→ Document excerpt
▽

Southworth said the anniversary campaign was meant to be a fun, engaging moment that rewards standout retail partners and helps generate excitement and footfall. He described the selected outlets as gold standard retailers that go above and beyond in bringing The National Lottery to life in their communities, while stressing that the wider network remains essential to the weekly funding stream.

Stewart said scratching is a satisfying ritual built around anticipation, excitement and a brief moment of hope. She added that people still improvise when they do not have a coin to hand, using keys, cards, rings or even fingernails, but said nothing beats doing it properly. She said she wanted the coin to feel fun, celebratory and full of personality.

The giveaway is limited by design, and that is what gives it its edge. Only 10 retailers are involved, each with 500 coins, so the promotion is likely to disappear quickly once customers begin buying cards on a first-come, first-served basis. For players, the immediate draw is not the coin itself but the chance to pick up a £2 Birthday Scratchcard with a top prize of £300,000.

△

→ Challenge A
In the scratchcard coin article, how many coins does each participating retailer have?
→ Challenge B
Print the part of the scratchcard coin article starting with "Stewart said scratching" and going on through "prize of £300,000.".
The data after this has no connection to the scratchcard coin article.

→ Provided material
▽

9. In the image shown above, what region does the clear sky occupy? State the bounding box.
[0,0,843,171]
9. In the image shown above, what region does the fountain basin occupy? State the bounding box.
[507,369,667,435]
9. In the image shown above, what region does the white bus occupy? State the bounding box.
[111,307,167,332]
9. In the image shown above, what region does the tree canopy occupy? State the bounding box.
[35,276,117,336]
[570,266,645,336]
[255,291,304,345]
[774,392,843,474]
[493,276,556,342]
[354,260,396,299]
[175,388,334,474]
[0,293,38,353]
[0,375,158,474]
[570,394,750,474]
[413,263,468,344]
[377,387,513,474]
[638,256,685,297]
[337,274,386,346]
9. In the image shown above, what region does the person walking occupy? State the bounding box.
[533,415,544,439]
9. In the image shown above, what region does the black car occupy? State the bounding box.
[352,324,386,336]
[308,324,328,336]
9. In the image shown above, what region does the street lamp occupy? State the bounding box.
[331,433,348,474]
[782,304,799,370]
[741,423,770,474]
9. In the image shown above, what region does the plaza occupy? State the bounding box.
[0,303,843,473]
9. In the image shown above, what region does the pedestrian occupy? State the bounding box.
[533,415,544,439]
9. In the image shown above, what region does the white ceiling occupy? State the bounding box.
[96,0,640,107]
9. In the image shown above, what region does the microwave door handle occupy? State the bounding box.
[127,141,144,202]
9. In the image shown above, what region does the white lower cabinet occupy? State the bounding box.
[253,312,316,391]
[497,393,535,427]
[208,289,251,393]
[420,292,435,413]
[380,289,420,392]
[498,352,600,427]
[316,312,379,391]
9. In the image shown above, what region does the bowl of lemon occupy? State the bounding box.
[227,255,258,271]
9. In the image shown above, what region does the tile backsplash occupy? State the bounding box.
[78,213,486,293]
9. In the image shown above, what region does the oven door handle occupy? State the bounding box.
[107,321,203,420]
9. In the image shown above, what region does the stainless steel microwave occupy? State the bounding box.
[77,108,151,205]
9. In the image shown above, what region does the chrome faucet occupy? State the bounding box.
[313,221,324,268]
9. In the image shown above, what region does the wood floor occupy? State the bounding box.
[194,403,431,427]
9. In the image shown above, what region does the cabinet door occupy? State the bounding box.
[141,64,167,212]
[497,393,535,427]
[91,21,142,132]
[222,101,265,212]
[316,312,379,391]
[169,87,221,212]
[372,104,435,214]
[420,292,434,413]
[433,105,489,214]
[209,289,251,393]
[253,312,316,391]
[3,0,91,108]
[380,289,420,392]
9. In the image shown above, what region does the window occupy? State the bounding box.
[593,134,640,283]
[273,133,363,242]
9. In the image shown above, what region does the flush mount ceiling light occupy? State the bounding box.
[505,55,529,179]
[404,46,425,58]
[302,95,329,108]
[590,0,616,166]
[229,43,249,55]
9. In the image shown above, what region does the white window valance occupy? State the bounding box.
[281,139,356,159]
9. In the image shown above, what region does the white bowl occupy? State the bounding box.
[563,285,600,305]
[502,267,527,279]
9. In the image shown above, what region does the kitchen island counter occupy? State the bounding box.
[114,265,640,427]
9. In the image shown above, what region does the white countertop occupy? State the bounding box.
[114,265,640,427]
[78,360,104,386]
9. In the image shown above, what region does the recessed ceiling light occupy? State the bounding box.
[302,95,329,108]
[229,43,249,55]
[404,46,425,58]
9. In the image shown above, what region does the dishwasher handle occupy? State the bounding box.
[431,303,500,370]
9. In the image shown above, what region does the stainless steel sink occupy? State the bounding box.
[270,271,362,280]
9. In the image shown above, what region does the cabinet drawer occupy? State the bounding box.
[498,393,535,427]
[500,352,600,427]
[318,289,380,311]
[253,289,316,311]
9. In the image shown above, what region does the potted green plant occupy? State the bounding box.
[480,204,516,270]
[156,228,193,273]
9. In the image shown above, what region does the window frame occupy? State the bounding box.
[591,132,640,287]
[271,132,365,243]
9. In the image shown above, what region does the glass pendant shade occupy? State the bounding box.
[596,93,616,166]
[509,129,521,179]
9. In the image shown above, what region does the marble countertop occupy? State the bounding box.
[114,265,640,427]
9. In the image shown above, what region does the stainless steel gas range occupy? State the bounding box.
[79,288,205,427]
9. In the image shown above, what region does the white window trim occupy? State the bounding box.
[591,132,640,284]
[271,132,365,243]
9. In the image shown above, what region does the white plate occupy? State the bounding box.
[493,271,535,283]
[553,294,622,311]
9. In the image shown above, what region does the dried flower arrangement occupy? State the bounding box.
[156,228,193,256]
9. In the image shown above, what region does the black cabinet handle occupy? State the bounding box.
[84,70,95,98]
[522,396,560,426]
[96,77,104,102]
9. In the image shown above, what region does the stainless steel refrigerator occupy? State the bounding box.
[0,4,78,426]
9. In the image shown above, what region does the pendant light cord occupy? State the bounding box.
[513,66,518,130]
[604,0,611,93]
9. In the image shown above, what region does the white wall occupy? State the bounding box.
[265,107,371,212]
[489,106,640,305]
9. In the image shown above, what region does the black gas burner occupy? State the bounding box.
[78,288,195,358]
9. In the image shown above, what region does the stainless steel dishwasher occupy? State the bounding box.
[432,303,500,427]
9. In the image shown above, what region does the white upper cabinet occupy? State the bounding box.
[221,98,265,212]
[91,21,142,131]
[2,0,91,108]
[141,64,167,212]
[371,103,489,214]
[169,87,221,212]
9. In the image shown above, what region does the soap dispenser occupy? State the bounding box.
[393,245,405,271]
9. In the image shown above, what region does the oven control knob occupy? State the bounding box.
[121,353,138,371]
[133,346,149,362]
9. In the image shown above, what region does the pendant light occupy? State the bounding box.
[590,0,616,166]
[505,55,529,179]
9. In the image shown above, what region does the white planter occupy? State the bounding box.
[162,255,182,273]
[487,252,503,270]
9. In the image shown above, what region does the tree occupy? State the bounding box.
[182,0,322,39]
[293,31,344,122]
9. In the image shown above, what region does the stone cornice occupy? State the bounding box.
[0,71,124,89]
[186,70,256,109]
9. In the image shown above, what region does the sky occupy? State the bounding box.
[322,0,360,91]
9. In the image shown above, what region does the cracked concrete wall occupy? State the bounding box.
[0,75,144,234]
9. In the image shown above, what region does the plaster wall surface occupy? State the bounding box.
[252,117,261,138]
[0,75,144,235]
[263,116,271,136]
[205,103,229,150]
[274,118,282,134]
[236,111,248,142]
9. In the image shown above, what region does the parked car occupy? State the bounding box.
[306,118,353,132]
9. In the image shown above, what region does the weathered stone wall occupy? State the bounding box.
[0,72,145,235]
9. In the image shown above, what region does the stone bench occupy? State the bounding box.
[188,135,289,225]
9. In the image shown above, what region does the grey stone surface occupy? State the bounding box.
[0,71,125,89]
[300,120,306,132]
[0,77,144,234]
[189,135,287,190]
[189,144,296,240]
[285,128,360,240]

△

→ Finished answer A
Each retailer has 500 coins.

→ Finished answer B
Stewart said scratching is a satisfying ritual built around anticipation, excitement and a brief moment of hope. She added that people still improvise when they do not have a coin to hand, using keys, cards, rings or even fingernails, but said nothing beats doing it properly. She said she wanted the coin to feel fun, celebratory and full of personality.

The giveaway is limited by design, and that is what gives it its edge. Only 10 retailers are involved, each with 500 coins, so the promotion is likely to disappear quickly once customers begin buying cards on a first-come, first-served basis. For players, the immediate draw is not the coin itself but the chance to pick up a £2 Birthday Scratchcard with a top prize of £300,000.